• L'esercizio: Trascrivi dal ricordo di Sitia Sassudelli il brano che va da "Lei non c’era" fino a "impenitenti, ci cacciavamo." compreso.

• Brano estratto:
LA PASSIONE DI UNA LAICA CREDENTE
LA PASSIONE DI UNA LAICA CREDENTE
Dopo l’impegno nella FUCI e nell’Azione Cattolica con Vittorio Bachelet, l’impegno nella rivista “Presbyteri”per tenere viva nel clero l’eredità del Concilio
Felice Scalia
Alla fine degli anni ’60, proprio quando per le strade di Roma sfilavano cortei e cortei di studenti diretti a Trastevere, verso il Ministero della Pubblica Istruzione, per puro caso, forse ad experimentum, fui invitato a prendere parte alla redazione della neonata rivista Presbyteri, frutto della fusione di tre testate di spiritualità pastorale. Ad invitarmi era stato P. Angelo Sferrazza, gesuita, professore di filosofia all’Istituto Ignatianum di Messina che era “erede” di una delle tre riviste-madri: Pietà sacerdotale di Cuneo. Quel “caso” e quella prova sporadica si sono trasformate in una delle pochissime cose che sono state decisive nella mia vita. Sono in Redazione ancora oggi e quasi come “decano” di quel prezioso laboratorio di spiritualità e di comunione sacerdotale, mi trovo a ricordare una delle più belle figure di donne e di cristiane serie incontrate nella mia lunga vita, Sitia Sassudelli.
Lei non c’era nella mia prima esperienza redazionale. Il gruppo era in massima parte maschile (un diacono permanente, ed una diecina tra preti e religiosi), anche se sporadicamente si affacciava il prezioso contributo di qualche religiosa (consacrata o aggregata ai Padri Venturini) e di alcune laiche. Chi sa perché non duravano a lungo. Ma un giorno (correvano i primi anni ‘80) apparve una figura maestosa, dal portamento nobile e gentile, era “la Sitia” nuova segretaria di Redazione. Fu molto più che una attentissima segretaria. Mi impressionava la sua saggezza, la sua fine intuizione femminile, la sua lungimiranza, il suo amore appassionato al Cristo, mai ostentato ma sempre insito negli interventi e nei contributi alla discussione dei vari argomenti spinosi in cui, impenitenti, ci cacciavamo.

• Dati registrati:

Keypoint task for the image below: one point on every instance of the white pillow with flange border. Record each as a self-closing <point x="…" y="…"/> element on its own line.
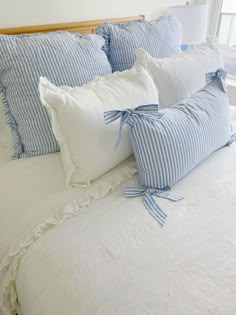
<point x="180" y="76"/>
<point x="86" y="143"/>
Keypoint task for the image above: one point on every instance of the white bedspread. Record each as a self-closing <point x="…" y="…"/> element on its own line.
<point x="115" y="258"/>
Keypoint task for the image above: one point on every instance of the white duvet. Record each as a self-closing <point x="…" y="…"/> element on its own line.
<point x="61" y="254"/>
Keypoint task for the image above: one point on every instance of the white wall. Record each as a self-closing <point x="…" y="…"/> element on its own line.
<point x="32" y="12"/>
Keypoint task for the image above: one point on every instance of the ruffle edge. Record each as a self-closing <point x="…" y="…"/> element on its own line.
<point x="9" y="266"/>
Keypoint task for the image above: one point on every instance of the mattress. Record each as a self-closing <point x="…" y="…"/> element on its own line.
<point x="115" y="259"/>
<point x="93" y="251"/>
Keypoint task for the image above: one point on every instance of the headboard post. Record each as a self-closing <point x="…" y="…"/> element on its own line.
<point x="86" y="27"/>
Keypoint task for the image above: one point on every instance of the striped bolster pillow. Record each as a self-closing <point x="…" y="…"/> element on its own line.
<point x="168" y="144"/>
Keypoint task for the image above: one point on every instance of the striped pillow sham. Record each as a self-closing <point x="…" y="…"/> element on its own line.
<point x="168" y="144"/>
<point x="64" y="58"/>
<point x="160" y="38"/>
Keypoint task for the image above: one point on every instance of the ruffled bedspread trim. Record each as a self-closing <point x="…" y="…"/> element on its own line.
<point x="9" y="266"/>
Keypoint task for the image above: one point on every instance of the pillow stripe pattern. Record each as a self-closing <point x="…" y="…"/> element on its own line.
<point x="64" y="58"/>
<point x="170" y="144"/>
<point x="160" y="38"/>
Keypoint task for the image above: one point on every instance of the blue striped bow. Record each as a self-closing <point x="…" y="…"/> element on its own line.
<point x="147" y="111"/>
<point x="220" y="76"/>
<point x="150" y="203"/>
<point x="232" y="139"/>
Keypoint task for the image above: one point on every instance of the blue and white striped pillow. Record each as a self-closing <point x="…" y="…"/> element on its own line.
<point x="65" y="59"/>
<point x="168" y="144"/>
<point x="160" y="38"/>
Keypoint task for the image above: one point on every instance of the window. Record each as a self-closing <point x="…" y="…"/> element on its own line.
<point x="227" y="35"/>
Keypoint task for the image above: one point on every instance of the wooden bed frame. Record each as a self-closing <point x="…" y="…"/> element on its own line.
<point x="86" y="27"/>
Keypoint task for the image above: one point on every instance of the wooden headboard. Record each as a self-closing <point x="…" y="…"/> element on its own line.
<point x="87" y="27"/>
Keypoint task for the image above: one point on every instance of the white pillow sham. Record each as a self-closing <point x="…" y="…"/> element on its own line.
<point x="5" y="138"/>
<point x="180" y="76"/>
<point x="86" y="143"/>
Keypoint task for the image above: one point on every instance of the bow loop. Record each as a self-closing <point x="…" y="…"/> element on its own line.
<point x="219" y="77"/>
<point x="149" y="201"/>
<point x="148" y="111"/>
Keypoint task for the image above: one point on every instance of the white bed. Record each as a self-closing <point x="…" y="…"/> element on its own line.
<point x="74" y="252"/>
<point x="92" y="251"/>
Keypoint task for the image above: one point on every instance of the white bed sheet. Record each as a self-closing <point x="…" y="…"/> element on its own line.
<point x="108" y="247"/>
<point x="115" y="259"/>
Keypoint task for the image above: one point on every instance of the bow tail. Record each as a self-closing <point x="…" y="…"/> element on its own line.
<point x="154" y="209"/>
<point x="232" y="139"/>
<point x="168" y="195"/>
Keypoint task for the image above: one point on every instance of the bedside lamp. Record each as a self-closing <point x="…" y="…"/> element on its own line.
<point x="193" y="19"/>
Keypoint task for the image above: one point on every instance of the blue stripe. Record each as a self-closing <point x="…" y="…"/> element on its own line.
<point x="160" y="38"/>
<point x="65" y="59"/>
<point x="169" y="144"/>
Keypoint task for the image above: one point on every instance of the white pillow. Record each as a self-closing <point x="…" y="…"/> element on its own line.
<point x="180" y="76"/>
<point x="86" y="143"/>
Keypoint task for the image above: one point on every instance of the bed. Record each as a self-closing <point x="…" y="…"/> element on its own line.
<point x="91" y="251"/>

• In risposta:
Lei non c’era nella mia prima esperienza redazionale. Il gruppo era in massima parte maschile (un diacono permanente, ed una diecina tra preti e religiosi), anche se sporadicamente si affacciava il prezioso contributo di qualche religiosa (consacrata o aggregata ai Padri Venturini) e di alcune laiche. Chi sa perché non duravano a lungo. Ma un giorno (correvano i primi anni ‘80) apparve una figura maestosa, dal portamento nobile e gentile, era “la Sitia” nuova segretaria di Redazione. Fu molto più che una attentissima segretaria. Mi impressionava la sua saggezza, la sua fine intuizione femminile, la sua lungimiranza, il suo amore appassionato al Cristo, mai ostentato ma sempre insito negli interventi e nei contributi alla discussione dei vari argomenti spinosi in cui, impenitenti, ci cacciavamo.